EXERCISE AIM
Turn the whole listing below into a numbered list with one item per line, omitting the blank lines and the pictures.

** START WORKING DATA **

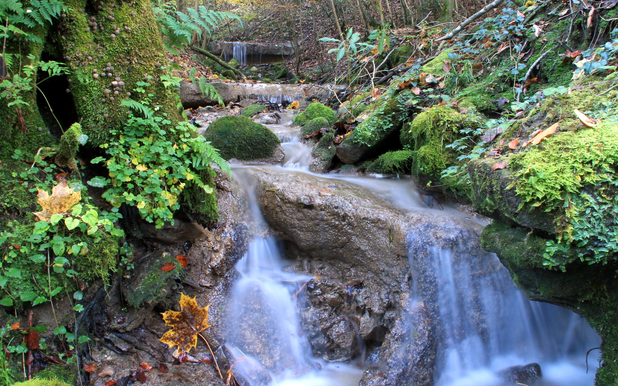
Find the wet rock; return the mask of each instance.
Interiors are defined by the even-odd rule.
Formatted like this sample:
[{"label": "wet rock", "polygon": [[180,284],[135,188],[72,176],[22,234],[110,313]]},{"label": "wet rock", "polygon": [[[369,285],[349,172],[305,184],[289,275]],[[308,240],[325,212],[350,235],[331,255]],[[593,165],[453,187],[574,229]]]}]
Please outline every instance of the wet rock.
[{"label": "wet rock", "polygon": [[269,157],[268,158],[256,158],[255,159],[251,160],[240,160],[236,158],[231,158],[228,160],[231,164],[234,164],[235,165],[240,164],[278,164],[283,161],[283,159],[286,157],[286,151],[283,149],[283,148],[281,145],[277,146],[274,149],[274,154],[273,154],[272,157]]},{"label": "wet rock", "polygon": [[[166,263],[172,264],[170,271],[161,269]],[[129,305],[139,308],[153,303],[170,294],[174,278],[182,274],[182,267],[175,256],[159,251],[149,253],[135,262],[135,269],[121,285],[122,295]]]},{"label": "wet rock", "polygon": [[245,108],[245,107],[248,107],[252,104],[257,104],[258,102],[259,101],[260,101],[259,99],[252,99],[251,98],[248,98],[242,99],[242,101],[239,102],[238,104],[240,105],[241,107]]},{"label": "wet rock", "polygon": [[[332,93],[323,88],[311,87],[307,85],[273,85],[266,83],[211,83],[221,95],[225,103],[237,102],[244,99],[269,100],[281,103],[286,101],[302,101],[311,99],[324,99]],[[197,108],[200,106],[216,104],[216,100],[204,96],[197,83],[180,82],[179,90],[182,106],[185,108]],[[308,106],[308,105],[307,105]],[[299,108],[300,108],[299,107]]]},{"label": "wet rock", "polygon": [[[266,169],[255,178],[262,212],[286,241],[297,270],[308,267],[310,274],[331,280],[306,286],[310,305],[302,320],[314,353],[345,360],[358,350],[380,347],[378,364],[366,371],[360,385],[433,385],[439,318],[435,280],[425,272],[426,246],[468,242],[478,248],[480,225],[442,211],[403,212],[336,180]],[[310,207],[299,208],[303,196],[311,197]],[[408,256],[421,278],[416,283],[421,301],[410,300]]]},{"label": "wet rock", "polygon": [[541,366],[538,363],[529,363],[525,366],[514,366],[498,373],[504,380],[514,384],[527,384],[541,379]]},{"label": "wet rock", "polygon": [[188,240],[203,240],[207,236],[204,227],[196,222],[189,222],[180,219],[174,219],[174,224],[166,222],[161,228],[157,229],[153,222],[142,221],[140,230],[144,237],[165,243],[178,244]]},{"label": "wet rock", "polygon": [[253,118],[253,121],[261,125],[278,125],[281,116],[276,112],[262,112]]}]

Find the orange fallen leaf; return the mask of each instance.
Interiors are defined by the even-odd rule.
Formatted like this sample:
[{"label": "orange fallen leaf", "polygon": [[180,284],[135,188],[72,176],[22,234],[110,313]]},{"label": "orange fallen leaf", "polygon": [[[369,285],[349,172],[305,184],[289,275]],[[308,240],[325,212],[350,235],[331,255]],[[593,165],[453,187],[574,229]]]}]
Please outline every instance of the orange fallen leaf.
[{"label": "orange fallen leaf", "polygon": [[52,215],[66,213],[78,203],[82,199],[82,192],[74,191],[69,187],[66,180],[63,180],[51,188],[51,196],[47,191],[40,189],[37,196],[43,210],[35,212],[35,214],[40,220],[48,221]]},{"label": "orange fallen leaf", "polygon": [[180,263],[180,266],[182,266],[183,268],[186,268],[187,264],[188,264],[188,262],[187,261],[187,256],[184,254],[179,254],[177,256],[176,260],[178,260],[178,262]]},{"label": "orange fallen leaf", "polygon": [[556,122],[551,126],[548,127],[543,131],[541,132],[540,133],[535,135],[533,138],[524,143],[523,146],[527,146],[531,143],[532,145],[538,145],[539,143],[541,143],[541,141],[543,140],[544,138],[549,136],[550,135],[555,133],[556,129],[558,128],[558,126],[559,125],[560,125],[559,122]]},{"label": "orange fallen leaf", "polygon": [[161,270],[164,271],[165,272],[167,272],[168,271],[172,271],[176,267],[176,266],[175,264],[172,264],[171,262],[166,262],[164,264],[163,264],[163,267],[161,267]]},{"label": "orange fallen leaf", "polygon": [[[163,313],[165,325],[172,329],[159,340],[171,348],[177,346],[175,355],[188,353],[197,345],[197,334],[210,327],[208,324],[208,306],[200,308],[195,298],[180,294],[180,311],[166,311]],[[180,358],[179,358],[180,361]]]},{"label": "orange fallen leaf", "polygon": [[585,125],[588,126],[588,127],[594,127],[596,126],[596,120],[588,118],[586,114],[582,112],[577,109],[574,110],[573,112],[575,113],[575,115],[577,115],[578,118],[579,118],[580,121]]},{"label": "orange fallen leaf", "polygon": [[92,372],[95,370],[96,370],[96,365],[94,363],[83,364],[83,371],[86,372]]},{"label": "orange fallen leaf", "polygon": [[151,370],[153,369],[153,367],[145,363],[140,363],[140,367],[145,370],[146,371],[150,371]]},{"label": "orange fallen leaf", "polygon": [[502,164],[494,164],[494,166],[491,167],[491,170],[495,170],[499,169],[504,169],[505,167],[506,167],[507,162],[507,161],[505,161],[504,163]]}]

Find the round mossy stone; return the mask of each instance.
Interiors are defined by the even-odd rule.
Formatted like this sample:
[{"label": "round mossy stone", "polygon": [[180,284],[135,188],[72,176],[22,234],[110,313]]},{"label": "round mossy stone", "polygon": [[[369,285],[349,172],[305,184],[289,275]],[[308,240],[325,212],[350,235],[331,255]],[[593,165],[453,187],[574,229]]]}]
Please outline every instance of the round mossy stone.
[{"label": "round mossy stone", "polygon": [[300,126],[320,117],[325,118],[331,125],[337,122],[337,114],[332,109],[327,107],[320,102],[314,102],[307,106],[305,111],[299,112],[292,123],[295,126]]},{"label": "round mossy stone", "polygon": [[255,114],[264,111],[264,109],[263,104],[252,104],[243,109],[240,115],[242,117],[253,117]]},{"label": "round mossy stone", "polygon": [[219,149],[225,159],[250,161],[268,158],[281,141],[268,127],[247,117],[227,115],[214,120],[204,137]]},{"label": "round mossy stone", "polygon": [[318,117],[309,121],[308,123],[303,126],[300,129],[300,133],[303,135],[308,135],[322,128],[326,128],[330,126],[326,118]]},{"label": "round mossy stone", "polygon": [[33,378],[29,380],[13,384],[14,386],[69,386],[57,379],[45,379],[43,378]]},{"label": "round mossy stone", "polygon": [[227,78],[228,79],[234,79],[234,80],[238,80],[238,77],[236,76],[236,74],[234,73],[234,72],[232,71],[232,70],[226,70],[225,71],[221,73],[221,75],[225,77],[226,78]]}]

** END WORKING DATA **

WRITTEN RESPONSE
1. Find the wet rock; return the mask of each instance.
2. Interiors are defined by the even-odd rule.
3. Formatted like this sample:
4. [{"label": "wet rock", "polygon": [[180,284],[135,188],[72,176],[22,234],[110,313]]},{"label": "wet rock", "polygon": [[[369,285],[349,172],[305,184],[289,275]],[[308,240],[325,212],[350,235],[331,255]],[[593,165],[453,187],[574,229]]]}]
5. Please outline every instance of the wet rock.
6. [{"label": "wet rock", "polygon": [[269,157],[268,158],[256,158],[255,159],[251,160],[240,160],[236,158],[231,158],[228,160],[231,164],[234,164],[235,165],[240,164],[278,164],[283,161],[283,159],[286,157],[286,151],[283,149],[283,148],[281,145],[277,146],[274,149],[274,154],[273,154],[272,157]]},{"label": "wet rock", "polygon": [[[166,263],[172,264],[170,271],[161,269]],[[129,305],[139,308],[153,303],[170,294],[174,278],[182,274],[182,267],[175,256],[159,251],[149,253],[135,262],[135,269],[121,285],[122,295]]]},{"label": "wet rock", "polygon": [[245,108],[245,107],[248,107],[252,104],[257,104],[258,102],[259,101],[260,101],[259,99],[252,99],[251,98],[248,98],[242,99],[242,101],[239,102],[238,104],[240,105],[241,107]]},{"label": "wet rock", "polygon": [[[332,93],[323,88],[311,87],[307,85],[273,85],[266,83],[211,83],[221,95],[225,103],[237,102],[244,99],[269,100],[281,103],[286,101],[302,101],[311,99],[324,99]],[[197,108],[200,106],[216,104],[216,100],[204,96],[197,83],[180,82],[179,90],[182,106],[185,108]],[[308,106],[308,105],[307,105]],[[299,108],[300,108],[299,107]]]},{"label": "wet rock", "polygon": [[[266,169],[255,178],[262,212],[286,241],[297,270],[308,267],[310,274],[331,280],[306,286],[310,305],[302,320],[314,353],[345,360],[358,350],[380,347],[378,364],[366,371],[360,385],[433,385],[439,318],[435,280],[425,272],[426,246],[468,242],[478,248],[480,225],[442,211],[403,212],[336,180]],[[310,207],[299,208],[303,196],[311,197]],[[408,256],[421,278],[416,283],[421,301],[410,300]]]},{"label": "wet rock", "polygon": [[541,366],[538,363],[529,363],[525,366],[514,366],[498,373],[504,380],[514,384],[527,384],[541,379]]},{"label": "wet rock", "polygon": [[188,240],[203,240],[207,236],[204,227],[196,222],[189,222],[180,219],[174,219],[174,224],[166,222],[161,228],[157,229],[153,222],[142,221],[140,230],[144,237],[165,243],[178,244]]},{"label": "wet rock", "polygon": [[253,118],[253,121],[261,125],[278,125],[281,116],[276,112],[262,112]]}]
7. Find the orange fallen leaf; return the mask of each instance.
8. Interiors are defined by the even-odd rule.
9. Formatted like this sample:
10. [{"label": "orange fallen leaf", "polygon": [[180,284],[135,188],[72,176],[22,234],[110,313]]},{"label": "orange fallen leaf", "polygon": [[[369,285],[349,172],[305,184],[289,275]],[[308,240],[325,212],[350,235],[331,255]],[[593,165],[453,187],[574,229]]]}]
11. Please outline every instance of the orange fallen leaf.
12. [{"label": "orange fallen leaf", "polygon": [[52,215],[66,213],[78,203],[82,199],[82,192],[74,191],[69,187],[66,180],[63,180],[51,188],[51,196],[47,191],[40,189],[37,196],[43,210],[35,212],[35,214],[40,220],[48,221]]},{"label": "orange fallen leaf", "polygon": [[180,263],[180,266],[182,266],[183,268],[186,268],[187,264],[188,264],[188,262],[187,261],[187,256],[184,254],[179,254],[177,256],[176,260],[178,260],[178,262]]},{"label": "orange fallen leaf", "polygon": [[556,122],[551,126],[548,127],[543,131],[541,132],[540,133],[535,135],[533,138],[524,143],[523,146],[527,146],[531,143],[532,145],[538,145],[539,143],[541,143],[541,141],[543,140],[544,138],[549,136],[550,135],[555,133],[556,129],[558,128],[558,126],[559,125],[560,125],[559,122]]},{"label": "orange fallen leaf", "polygon": [[161,270],[164,271],[165,272],[167,272],[168,271],[172,271],[176,267],[176,266],[175,264],[172,264],[171,262],[166,262],[164,264],[163,264],[163,267],[161,267]]},{"label": "orange fallen leaf", "polygon": [[[163,313],[165,325],[172,329],[159,340],[171,348],[177,346],[175,355],[188,353],[197,345],[197,334],[210,327],[208,324],[208,306],[200,308],[195,298],[180,294],[180,311],[166,311]],[[180,358],[179,358],[180,361]]]},{"label": "orange fallen leaf", "polygon": [[585,125],[588,126],[588,127],[594,127],[596,126],[596,120],[588,118],[586,114],[582,112],[577,109],[574,110],[573,112],[575,113],[575,115],[577,115],[578,118],[579,118],[580,121]]},{"label": "orange fallen leaf", "polygon": [[92,372],[95,370],[96,370],[96,365],[94,363],[83,364],[83,371],[86,372]]},{"label": "orange fallen leaf", "polygon": [[151,370],[153,369],[153,367],[145,363],[140,363],[140,367],[145,370],[146,371],[150,371]]},{"label": "orange fallen leaf", "polygon": [[502,164],[494,164],[494,166],[491,167],[491,170],[495,170],[499,169],[504,169],[505,167],[506,167],[507,162],[507,161],[505,161],[504,163]]}]
13. Find the round mossy stone; return the mask of each instance.
14. Interiors are defined by the even-odd rule.
15. Formatted like this sample:
16. [{"label": "round mossy stone", "polygon": [[180,284],[135,188],[72,176],[22,234],[110,313]]},{"label": "round mossy stone", "polygon": [[[369,285],[349,172],[305,184],[289,275]],[[308,240],[325,212],[350,235],[331,255]],[[593,165],[453,187],[574,229]]]}]
17. Please outline every instance of the round mossy stone.
18. [{"label": "round mossy stone", "polygon": [[300,126],[320,117],[325,118],[331,125],[337,122],[337,114],[332,109],[327,107],[320,102],[314,102],[307,106],[305,111],[299,112],[292,123],[295,126]]},{"label": "round mossy stone", "polygon": [[255,114],[264,111],[264,109],[263,104],[252,104],[243,109],[240,115],[242,117],[253,117]]},{"label": "round mossy stone", "polygon": [[219,149],[225,159],[250,161],[268,158],[281,141],[268,127],[247,117],[227,115],[214,120],[204,137]]},{"label": "round mossy stone", "polygon": [[318,117],[309,121],[308,123],[303,126],[300,129],[300,133],[303,135],[308,135],[322,128],[326,128],[330,126],[326,118]]},{"label": "round mossy stone", "polygon": [[33,378],[29,380],[13,384],[14,386],[69,386],[57,379],[45,379],[43,378]]},{"label": "round mossy stone", "polygon": [[227,78],[228,79],[234,79],[234,80],[238,80],[238,77],[236,76],[236,74],[234,73],[234,72],[232,71],[232,70],[226,70],[225,71],[221,73],[221,75],[225,77],[226,78]]}]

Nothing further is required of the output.